## INSTRUCTIONS FOR THE TASK
Copy out every record below exactly as written, but leave out any pictures.

## INPUT FOR THIS TASK
*-*-*
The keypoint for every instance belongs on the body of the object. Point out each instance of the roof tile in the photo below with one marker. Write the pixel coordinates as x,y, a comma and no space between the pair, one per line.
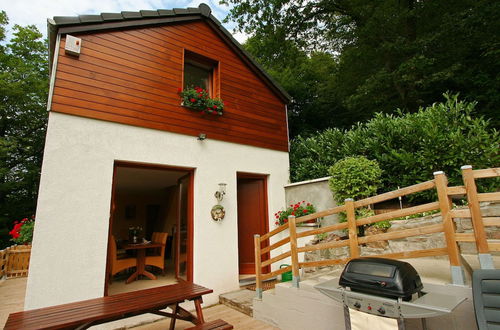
166,12
90,18
131,14
149,13
62,20
111,16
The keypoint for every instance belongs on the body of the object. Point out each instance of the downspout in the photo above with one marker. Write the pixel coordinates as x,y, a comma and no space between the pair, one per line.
53,55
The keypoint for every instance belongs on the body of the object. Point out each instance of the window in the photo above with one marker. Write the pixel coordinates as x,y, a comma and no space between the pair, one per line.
200,71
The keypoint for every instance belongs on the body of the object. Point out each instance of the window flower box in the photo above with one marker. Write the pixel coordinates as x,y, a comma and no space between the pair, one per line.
*-*-*
## EXPECTED ANSWER
The keypoint for every instance belongs on the body of the object. Point out each instance of the roof tile in the photo below with one marker. Write the pixel coordinates as x,y, a comma and no space between the pair, one per line.
166,12
90,18
131,14
149,13
62,20
111,16
The keypoint for every instance belongs on the body of the object. Point out each instance of the downspout in the photo above with one marker. Write the pixel coordinates as x,y, a comma and no space between the pair, one per line.
53,55
The keypoint for every instance belongs on the body of the object. Point out each instance of the window in the photo above with one marker. Write the pixel coordinates as x,y, a comma and no space between the pair, one per line.
200,71
The keypoint for every instance belongs on the body of the object. Point out each instance of the window flower box in the photo above with one marker. Write the pixel coordinates as x,y, a comma and no space between the pair, one per line.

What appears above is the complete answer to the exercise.